Directions for this task = Return only the lines from the one containing "Query: pink hoodie" to the end of the entries below, exactly as written, both ends included.

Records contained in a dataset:
----------

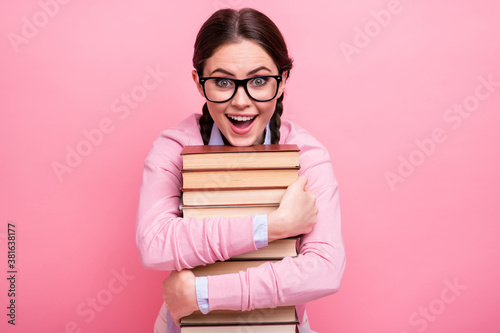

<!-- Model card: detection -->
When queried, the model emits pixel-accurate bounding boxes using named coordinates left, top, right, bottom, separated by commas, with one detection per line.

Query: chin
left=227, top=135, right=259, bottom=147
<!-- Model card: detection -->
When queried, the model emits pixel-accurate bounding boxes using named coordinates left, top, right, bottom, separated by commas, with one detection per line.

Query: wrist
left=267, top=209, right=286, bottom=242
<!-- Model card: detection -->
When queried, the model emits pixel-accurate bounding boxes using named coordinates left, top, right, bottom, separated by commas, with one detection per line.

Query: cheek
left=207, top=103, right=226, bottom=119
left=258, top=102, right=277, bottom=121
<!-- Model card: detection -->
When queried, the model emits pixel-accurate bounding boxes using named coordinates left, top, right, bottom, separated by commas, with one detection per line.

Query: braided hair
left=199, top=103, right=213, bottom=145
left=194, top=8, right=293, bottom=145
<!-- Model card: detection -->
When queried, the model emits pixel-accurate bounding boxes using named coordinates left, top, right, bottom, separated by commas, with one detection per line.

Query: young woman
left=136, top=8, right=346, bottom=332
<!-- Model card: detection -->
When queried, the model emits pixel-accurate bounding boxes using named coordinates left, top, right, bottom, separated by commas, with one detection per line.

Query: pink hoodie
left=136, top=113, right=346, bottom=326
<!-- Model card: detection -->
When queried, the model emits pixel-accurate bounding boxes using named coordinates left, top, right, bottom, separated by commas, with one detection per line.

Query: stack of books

----------

Written solution =
Query: pink hoodie
left=136, top=113, right=346, bottom=326
<!-- Model card: detection -->
When queried, the model emits pixel-accurate bounding boxes using named coordinates left, top, right, bottom, separated by commas, with one detection per line.

Query: stack of books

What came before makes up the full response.